15th European Conference on Turbomachinery Fluid dynamics & Thermodynamics
Authors
Abstract
This work aims to show the new capabilities implemented in an in-house Discontinuous Galerkin (DG) solver [1] for the CFD simulation of Organic Rankine Cycles’ (ORCs) turbine stages. The Reynolds averaged Navier–Stokes equations coupled with the two equations k-log(ω) turbulence model are solved to predict the flow features in a multi reference frame, where interfaces between fixed and rotating zones are treated with a mixing plane approach [2] and non-reflecting boundary conditions are used. The thermal pressure-explicit equation of state (EoS) of Peng-Robinson is used to accurately relate thermodynamic quantities and is supplemented by a polynomial description of the ideal gas contribution to the isobaric specific heat. The dynamic viscosity and thermal conductivity are computed with Chung’s model. The solver has been assessed with the computation of the flow field through an existing axial ORC turbine (2 stages) provided by Turboden. The working fluid is the linear siloxane MDM (C8H24O2Si3). In particular, the influence on the solution’s accuracy of different aspects will be investigated, which are: the polynomial degree of the solution’s approximation, the mesh spacing and the employed thermodynamic model. The predicted results will be compared with numerical data provided by Turboden, obtained with a commercial CFD code. [1] Bassi, F. and Botti, L. and Colombo, A. and Crivellini, A. and Franchina, N. and Ghidoni, A. Assessment of a high-order accurate Discontinuous Galerkin method for turbomachinery flows. International Journal of Computational Fluid Dynamics (2016) 30:307–328. [2] Saxer, A.P. and Giles, M.B. Quasi-three-dimensional nonreflecting boundary conditions for Euler equations calculations. Journal of Propulsion and Power, (1993) 9:263–271.
ETC2023-163

▶ OBJECTIVE:
According to the turbine simulation abstract, why does the solver use the Peng-Robinson equation of state, and what supplements it? Answer in one to three sentences.

▶ LISTED RECORDS:
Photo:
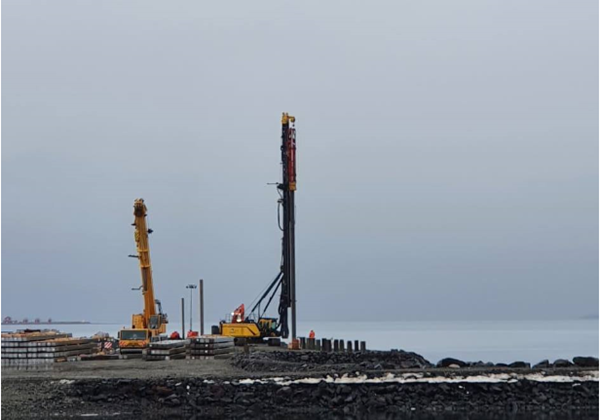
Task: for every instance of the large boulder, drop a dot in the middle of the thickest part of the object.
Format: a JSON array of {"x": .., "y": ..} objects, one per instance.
[
  {"x": 562, "y": 363},
  {"x": 544, "y": 364},
  {"x": 446, "y": 362},
  {"x": 520, "y": 364},
  {"x": 585, "y": 361}
]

▶ FINAL RESULT:
The thermal pressure-explicit Peng-Robinson equation of state is used to accurately relate thermodynamic quantities. A polynomial description of the ideal gas contribution to the isobaric specific heat supplements it.